Task brief → Transcribe every entry word for word.

(Data extracted from a collection)
* * *

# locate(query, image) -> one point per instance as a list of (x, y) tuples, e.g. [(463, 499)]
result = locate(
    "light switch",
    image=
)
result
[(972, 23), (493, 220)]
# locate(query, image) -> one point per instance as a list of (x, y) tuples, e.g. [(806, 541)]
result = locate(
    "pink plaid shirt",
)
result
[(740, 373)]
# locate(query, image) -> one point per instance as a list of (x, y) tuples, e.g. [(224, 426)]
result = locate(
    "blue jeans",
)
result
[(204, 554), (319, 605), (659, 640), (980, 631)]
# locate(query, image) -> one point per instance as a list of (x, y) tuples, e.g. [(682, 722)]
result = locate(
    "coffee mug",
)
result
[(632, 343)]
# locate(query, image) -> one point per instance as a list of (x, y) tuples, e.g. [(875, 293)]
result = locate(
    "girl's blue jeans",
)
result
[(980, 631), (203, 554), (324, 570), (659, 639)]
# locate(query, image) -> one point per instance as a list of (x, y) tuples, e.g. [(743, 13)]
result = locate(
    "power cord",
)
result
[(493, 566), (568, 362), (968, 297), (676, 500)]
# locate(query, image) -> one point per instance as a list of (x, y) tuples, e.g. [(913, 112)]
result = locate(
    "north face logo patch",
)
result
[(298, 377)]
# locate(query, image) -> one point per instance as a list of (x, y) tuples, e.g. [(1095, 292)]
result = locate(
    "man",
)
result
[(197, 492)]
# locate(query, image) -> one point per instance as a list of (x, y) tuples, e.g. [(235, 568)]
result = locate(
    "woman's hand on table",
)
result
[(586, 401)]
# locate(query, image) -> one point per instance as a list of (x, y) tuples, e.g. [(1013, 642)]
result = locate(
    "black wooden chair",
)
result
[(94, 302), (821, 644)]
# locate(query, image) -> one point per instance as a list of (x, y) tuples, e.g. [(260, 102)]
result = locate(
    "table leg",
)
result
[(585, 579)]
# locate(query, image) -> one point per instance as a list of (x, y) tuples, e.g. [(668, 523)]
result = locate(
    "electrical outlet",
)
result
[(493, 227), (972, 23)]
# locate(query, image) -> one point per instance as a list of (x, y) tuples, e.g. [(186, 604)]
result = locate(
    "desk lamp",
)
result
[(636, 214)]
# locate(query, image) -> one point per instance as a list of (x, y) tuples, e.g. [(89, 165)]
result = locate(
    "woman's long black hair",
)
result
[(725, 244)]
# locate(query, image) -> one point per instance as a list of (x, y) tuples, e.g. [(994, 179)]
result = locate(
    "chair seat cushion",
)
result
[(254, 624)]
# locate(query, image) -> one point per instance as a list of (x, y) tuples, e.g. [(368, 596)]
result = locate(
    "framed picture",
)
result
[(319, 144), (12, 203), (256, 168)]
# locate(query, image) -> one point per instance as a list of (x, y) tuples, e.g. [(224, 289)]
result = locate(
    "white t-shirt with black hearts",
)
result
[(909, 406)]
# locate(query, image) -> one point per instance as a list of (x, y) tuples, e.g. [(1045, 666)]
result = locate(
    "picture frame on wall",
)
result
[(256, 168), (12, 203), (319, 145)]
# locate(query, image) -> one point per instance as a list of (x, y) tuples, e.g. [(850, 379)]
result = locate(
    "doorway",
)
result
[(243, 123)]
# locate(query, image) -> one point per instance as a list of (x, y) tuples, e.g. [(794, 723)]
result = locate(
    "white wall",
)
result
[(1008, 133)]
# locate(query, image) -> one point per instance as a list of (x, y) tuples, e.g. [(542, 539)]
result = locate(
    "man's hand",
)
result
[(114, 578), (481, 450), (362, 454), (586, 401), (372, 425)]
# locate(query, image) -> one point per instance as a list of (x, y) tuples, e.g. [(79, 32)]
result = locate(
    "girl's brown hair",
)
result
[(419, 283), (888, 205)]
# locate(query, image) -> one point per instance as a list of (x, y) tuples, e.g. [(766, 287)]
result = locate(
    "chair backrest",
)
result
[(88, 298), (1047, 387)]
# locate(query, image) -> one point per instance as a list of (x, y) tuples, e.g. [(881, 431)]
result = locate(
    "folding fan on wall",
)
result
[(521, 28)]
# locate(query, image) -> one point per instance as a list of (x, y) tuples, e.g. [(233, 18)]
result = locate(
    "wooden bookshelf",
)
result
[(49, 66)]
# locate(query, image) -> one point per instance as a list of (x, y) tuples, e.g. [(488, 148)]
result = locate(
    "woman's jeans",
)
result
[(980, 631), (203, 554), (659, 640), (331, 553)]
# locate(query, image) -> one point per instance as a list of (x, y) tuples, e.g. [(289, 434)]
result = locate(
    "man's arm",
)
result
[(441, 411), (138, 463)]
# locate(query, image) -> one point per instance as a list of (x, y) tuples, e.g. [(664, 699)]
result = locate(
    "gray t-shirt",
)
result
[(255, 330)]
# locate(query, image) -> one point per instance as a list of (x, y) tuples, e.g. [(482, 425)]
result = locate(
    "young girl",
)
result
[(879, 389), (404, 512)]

* * *

Reply to the task →
# locate(query, image) -> one point per instance as a list of (x, y) tuples, e.g. [(463, 499)]
result = locate(
    "light switch",
    image=
)
result
[(972, 23), (493, 220)]
# locate(query, image) -> one point per instance as a list of (x, y) tuples, e.g. [(806, 541)]
result = locate(
    "pink plaid shirt",
)
result
[(740, 373)]
# locate(query, image) -> one point per instance as a list of (x, y) tuples, e.g. [(224, 426)]
result = locate(
    "blue jeans",
)
result
[(204, 554), (319, 605), (659, 640), (980, 631)]
# locate(query, image) -> one point per instance as a list of (x, y) tuples, e.g. [(682, 722)]
result = locate(
    "coffee mug",
)
result
[(632, 343)]
# locate(query, image) -> one point per instance as a list of (x, y) tuples, e.g. [(875, 293)]
result = locate(
    "girl's blue jeans",
)
result
[(980, 631), (203, 554), (324, 570), (659, 639)]
# locate(query, image) -> one point per instance as a list of (x, y) tuples, e.g. [(743, 13)]
result = locate(
    "power cord",
)
result
[(493, 566), (568, 362), (968, 297), (676, 500)]
# locate(query, image) -> one point per instance as a list of (x, y) tuples, e.g. [(913, 112)]
result = locate(
    "north face logo patch",
)
result
[(298, 377)]
# locate(query, image) -> one point per instance as a list of (x, y) tuples, e.g. [(1095, 292)]
result = locate(
    "man",
)
result
[(197, 492)]
# locate(query, image) -> one point per instance as a list of (x, y) tuples, e.g. [(235, 568)]
result = locate(
    "woman's hand on table",
)
result
[(586, 401)]
# locate(query, image) -> one point per instance as a list of (x, y) tuples, e.g. [(1013, 642)]
result = locate(
    "black wooden chair",
)
result
[(94, 302), (821, 644)]
# locate(query, image) -> one point per instance as a list of (x, y) tuples, e.g. [(260, 102)]
result = locate(
    "table leg",
)
result
[(585, 579)]
# locate(query, image) -> one point per instance as a list of (x, y) tuples, e.g. [(668, 523)]
result = locate(
    "electrical outlet",
)
result
[(493, 227), (972, 23)]
# locate(query, image) -> one point per instance as a list of (x, y) tuples, e.g. [(186, 604)]
result = locate(
    "desk lamp",
)
result
[(636, 214)]
# locate(query, image) -> one point per instance as a list of (x, y) tuples, e.g. [(89, 165)]
result = locate(
    "woman's long black hair",
)
result
[(725, 244)]
# locate(query, image) -> one point per instance as a list of (x, y) tuples, e.g. [(994, 179)]
result = locate(
    "chair seat cushion",
)
result
[(254, 624)]
# locate(query, image) -> one point per instance as a list of (x, y) tuples, e.g. [(368, 596)]
result = locate(
    "framed picture",
)
result
[(319, 144), (12, 203), (256, 168)]
# locate(query, image) -> one point per instance as a list of (x, y) tuples, e.g. [(224, 289)]
result = locate(
    "white t-shirt with black hearts",
)
result
[(909, 406)]
# locate(query, image) -> one point per instance as a list of (x, y) tuples, e.g. [(1045, 666)]
result = locate(
    "picture frame on wall",
)
result
[(256, 168), (12, 203), (319, 145)]
# locate(query, image) -> one point per instance as a list of (x, y) tuples, e.g. [(850, 379)]
result = locate(
    "doorway",
)
result
[(243, 123)]
# locate(query, image) -> one point per instance as a list of (x, y) tuples, e.g. [(794, 723)]
result = locate(
    "white wall",
)
result
[(1008, 133)]
# locate(query, image) -> one point per instance as a list of (x, y) tuples, e.g. [(542, 539)]
result = locate(
    "man's hand",
)
result
[(114, 578), (481, 450), (362, 454), (586, 401), (372, 425)]
# locate(query, image) -> one point per instance as a list of (x, y) tuples, e.g. [(79, 32)]
result = locate(
    "girl's brown hair",
)
result
[(419, 283), (888, 205)]
# locate(query, image) -> one point per instance as a list of (x, y) tuples, e.g. [(766, 287)]
result = locate(
    "chair backrest",
)
result
[(88, 298), (1047, 387)]
# locate(query, image) -> one point per instance as a list of (x, y) tuples, e.g. [(881, 431)]
result = locate(
    "folding fan on wall",
)
result
[(521, 28)]
# locate(query, image) -> one point per instance as a list of (x, y) tuples, e.g. [(233, 18)]
result = locate(
    "wooden bookshelf",
)
result
[(49, 66)]
# locate(query, image) -> one point per instance as a list of (x, y) tuples, e.g. [(488, 148)]
result = locate(
    "woman's jeans",
)
result
[(980, 631), (203, 554), (659, 640), (331, 553)]
# locate(query, image) -> one point per instance as a list of (x, y) tuples, e.g. [(289, 434)]
result = locate(
    "man's arm",
)
result
[(441, 411), (138, 463)]
# locate(query, image) -> one point per instance as a list of (x, y) tuples, e.g. [(664, 699)]
result = locate(
    "gray t-shirt",
)
result
[(255, 330)]
# locate(query, image) -> one point per instance as a list of (x, y) tuples, e.g. [(482, 425)]
result = locate(
    "young girl",
)
result
[(879, 389), (404, 512)]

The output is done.